__What needs to be done__. Rewrite the data below with every "cracked rock surface" swapped for "fractured rock surface" and nothing else changed, leaving out the pictures.

__Entries shown__.
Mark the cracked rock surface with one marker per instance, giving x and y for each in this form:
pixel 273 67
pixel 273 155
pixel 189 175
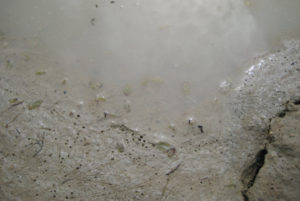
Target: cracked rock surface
pixel 279 178
pixel 54 148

__Correct answer__.
Mark the fractured rock surface with one marker per instance, giving x and y for each in this form:
pixel 273 67
pixel 273 155
pixel 189 175
Target: fractured rock surface
pixel 279 178
pixel 54 148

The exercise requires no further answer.